* TASK MATERIAL
※ ※ ※

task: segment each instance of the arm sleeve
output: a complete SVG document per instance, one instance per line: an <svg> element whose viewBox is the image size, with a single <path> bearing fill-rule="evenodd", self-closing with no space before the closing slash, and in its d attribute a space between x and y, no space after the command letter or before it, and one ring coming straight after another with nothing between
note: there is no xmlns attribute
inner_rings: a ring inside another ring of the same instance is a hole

※ ※ ※

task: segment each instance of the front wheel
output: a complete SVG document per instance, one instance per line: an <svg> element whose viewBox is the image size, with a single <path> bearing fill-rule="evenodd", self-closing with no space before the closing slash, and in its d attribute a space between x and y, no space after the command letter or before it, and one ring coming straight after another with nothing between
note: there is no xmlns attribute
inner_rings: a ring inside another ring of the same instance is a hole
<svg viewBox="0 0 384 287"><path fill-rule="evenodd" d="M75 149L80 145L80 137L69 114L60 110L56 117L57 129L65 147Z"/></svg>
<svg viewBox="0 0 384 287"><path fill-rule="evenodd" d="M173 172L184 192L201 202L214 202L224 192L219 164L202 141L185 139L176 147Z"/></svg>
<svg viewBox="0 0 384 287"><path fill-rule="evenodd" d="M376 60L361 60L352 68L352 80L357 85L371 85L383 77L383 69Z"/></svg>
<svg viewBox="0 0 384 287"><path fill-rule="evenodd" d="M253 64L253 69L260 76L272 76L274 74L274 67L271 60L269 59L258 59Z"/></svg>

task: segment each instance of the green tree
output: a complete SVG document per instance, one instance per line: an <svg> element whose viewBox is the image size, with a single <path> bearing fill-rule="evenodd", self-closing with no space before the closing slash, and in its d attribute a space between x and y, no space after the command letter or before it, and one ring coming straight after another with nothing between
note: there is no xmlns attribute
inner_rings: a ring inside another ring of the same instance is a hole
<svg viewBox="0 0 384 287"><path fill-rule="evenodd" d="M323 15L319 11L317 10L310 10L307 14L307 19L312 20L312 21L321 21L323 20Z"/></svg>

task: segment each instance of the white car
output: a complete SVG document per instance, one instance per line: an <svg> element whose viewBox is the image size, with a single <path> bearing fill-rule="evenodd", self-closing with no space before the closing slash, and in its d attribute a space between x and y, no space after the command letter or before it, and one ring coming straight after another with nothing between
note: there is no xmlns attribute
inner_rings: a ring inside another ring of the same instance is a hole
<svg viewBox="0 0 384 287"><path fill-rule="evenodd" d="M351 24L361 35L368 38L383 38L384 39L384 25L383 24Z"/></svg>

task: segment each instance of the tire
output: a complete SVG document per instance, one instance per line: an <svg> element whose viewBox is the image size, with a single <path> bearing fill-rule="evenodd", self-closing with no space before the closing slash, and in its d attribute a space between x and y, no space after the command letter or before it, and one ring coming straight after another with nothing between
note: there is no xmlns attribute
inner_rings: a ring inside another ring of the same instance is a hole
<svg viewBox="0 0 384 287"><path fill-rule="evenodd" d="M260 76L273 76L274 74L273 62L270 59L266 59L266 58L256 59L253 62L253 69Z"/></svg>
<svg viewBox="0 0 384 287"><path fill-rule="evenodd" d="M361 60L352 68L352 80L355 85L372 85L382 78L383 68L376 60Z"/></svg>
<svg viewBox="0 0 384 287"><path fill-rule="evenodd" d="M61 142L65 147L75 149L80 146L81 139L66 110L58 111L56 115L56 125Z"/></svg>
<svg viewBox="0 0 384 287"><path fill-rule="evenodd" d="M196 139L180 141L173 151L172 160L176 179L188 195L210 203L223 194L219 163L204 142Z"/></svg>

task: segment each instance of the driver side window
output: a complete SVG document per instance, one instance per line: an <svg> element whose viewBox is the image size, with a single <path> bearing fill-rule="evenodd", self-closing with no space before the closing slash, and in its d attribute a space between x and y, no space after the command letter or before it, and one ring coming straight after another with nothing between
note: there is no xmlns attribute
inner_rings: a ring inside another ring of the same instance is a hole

※ ※ ※

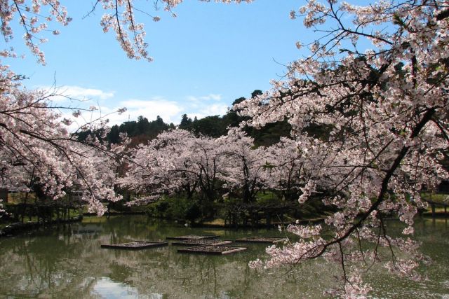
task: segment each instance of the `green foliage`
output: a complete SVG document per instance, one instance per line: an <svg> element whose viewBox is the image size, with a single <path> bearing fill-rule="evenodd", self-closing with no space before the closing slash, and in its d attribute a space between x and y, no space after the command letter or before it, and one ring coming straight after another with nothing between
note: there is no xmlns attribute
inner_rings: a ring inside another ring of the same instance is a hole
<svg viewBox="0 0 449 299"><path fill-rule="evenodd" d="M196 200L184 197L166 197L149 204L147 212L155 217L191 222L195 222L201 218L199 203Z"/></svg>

※ ※ ※

Update the part that opens with the line containing "task: segment each instance of the white car" and closes with the line containing "24L361 35L368 38L383" by putting "gap" in place of "hole" and changing nothing else. Return only those lines.

task: segment each instance of the white car
output: a complete SVG document per instance, one instance per line: an <svg> element whose viewBox is the image size, with a single <path> bearing fill-rule="evenodd", self-closing with no space before the closing slash, and in its d attribute a space between x and y, no space after the command letter or before it, and one ring coming straight after another with nothing between
note: there is no xmlns attribute
inner_rings: a ring inside another ring of the same instance is a gap
<svg viewBox="0 0 384 287"><path fill-rule="evenodd" d="M351 24L361 35L368 38L383 38L384 39L384 25L383 24Z"/></svg>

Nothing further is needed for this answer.